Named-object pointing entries

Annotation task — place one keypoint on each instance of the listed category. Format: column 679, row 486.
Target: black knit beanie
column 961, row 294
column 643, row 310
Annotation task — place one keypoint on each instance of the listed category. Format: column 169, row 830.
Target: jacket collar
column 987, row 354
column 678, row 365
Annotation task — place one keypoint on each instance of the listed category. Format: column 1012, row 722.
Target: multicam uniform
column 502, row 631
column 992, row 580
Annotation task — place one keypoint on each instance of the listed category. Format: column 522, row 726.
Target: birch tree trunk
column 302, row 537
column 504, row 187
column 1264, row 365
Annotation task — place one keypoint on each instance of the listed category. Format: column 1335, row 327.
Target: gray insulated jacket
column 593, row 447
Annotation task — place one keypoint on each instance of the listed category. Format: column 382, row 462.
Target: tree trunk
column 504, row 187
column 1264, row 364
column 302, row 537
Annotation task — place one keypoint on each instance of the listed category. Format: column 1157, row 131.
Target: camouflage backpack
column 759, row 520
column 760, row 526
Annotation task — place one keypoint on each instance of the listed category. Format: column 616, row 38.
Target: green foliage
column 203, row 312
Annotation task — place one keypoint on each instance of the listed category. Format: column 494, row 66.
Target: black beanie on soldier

- What you should do -
Copy the listing above word for word, including every line.

- Task solution -
Annotation task — place one keypoint on each instance of the listed category. Format: column 679, row 486.
Target: black knit beanie
column 961, row 294
column 643, row 310
Annotation task — place one keypoint on each instance of the listed category. Format: column 169, row 830.
Target: jacket collar
column 987, row 354
column 678, row 365
Annotation task — place one keypoint on each instance of the listed category. Format: column 1012, row 722.
Target: multicam uniform
column 502, row 631
column 992, row 580
Annotation task — place one keypoint on each instance of the listed category. Format: column 522, row 726.
Target: birch tree trunk
column 302, row 537
column 504, row 187
column 1264, row 365
Annotation task — place one keypoint on each instance of the listed category. Format: column 1335, row 327.
Target: gray insulated jacket
column 593, row 447
Annotation task — place one keypoint on each instance of the listed category. Format: column 382, row 462.
Target: tree trunk
column 504, row 187
column 1264, row 364
column 302, row 537
Annotation task — place one keypoint on each instance of the listed category. Format: column 1157, row 131.
Target: camouflage backpack
column 759, row 520
column 760, row 526
Annotation task — place one keypoint on each instance of the listed category. Format: column 616, row 38.
Target: green foliage
column 203, row 312
Annotation task — place one keypoint on each instance of the listed category. Format: column 494, row 66.
Target: black beanie on soldier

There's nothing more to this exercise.